----- Material provided -----
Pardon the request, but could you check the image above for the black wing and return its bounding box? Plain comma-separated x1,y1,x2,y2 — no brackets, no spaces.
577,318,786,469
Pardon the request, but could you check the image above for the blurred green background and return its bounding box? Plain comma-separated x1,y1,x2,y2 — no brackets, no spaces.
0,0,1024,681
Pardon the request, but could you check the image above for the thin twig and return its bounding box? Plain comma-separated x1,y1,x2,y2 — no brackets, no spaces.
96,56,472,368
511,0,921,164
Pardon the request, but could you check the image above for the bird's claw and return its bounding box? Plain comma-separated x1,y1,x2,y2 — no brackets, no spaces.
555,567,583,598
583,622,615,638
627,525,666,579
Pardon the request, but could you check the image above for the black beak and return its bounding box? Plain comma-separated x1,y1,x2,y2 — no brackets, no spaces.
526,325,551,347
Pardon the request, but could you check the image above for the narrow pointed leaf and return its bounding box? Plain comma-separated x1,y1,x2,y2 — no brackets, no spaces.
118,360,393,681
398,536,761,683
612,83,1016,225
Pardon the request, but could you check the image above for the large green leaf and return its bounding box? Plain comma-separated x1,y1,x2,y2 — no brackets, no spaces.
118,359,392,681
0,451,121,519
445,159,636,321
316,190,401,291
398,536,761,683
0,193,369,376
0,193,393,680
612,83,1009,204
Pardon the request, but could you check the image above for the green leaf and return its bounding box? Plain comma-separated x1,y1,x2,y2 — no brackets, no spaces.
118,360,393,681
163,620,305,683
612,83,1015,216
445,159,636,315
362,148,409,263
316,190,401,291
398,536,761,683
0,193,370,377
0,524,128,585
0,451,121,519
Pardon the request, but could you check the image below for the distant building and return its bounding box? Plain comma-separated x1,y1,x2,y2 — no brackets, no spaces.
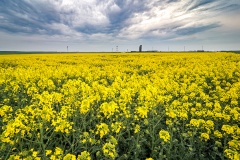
-----
Copy out all of the data above word for word, but leave the pictures out.

Pardon the request, but could you check the image above for the black wing and return its bounding box? Plain comma-separated x1,y1,x2,y2 — no brackets, no spaces.
577,318,786,469
Pardon the request, but could you check the image above for the blurred green background and return its bounding box? Plain comma-separated x1,y1,x2,y2 — no brackets, no spaces.
0,0,1024,681
Pardon the request, but could you check the image above for the thin twig and return its bounding box? Plain comma-separated x1,y1,x2,y2 — no brackets, no spaces.
96,56,472,368
511,0,921,164
Pardon the request, but could you check the image above for the bird's claw and return its bounding box? Plain comma-separated x1,y1,x2,y2 — no brackets, no spaces.
555,567,583,598
583,622,615,638
627,525,666,579
Pardon the request, but could you check the image above for the black beak and return its bounding box? Plain comma-separated x1,y1,x2,y2 — no brackets, no spaces.
526,325,551,347
Pardon the request, but could you check the image above for the narrow pointed leaf and return its bounding box? Plain comma-separated x1,y1,x2,y2 — no brackets, no spaces.
118,360,393,681
398,536,761,683
612,83,1016,225
Pardon the request, but could you check the image above for the large green leaf and return its bounding box? Plain comma-separated x1,y1,x2,y2 — no brackets, no spaces.
118,359,392,681
0,451,121,519
445,159,636,321
316,190,401,291
398,536,761,683
0,193,369,376
0,193,393,680
612,83,1009,204
Pardon the request, but could you check the image above for the green leaf and return its bounding box? Plain comma-separated x1,y1,x2,y2 — no brackets, no spaces.
118,360,393,681
163,620,305,683
612,83,1015,216
445,159,636,315
362,148,409,263
316,190,401,291
398,536,761,683
0,193,370,377
0,524,128,585
0,451,121,519
Pardon the request, but could you check the image below for the distant building and return its bounding box? Plain comma-separated x1,y1,x2,y2 — no brackets, no spaces.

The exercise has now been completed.